--- DATASET EXCERPTS ---
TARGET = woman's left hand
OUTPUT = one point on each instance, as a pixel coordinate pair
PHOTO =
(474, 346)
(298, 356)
---
--- DATASET EXCERPTS ---
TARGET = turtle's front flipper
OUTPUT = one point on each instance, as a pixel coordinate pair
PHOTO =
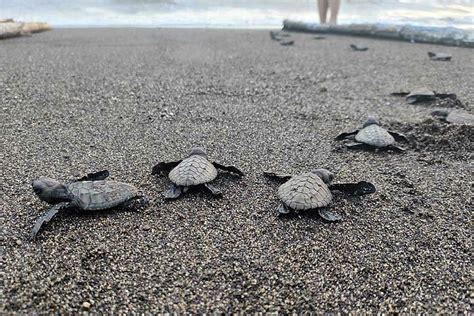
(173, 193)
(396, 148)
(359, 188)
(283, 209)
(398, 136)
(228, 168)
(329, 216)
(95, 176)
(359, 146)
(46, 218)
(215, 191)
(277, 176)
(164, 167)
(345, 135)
---
=== WRITTEN TASK ===
Extract every line of the data above that contains the string "TARGET", and list those lines in the order they appear.

=== SOLUTION TO THE PROBLEM ===
TARGET = woman's left hand
TARGET = turtle's front flipper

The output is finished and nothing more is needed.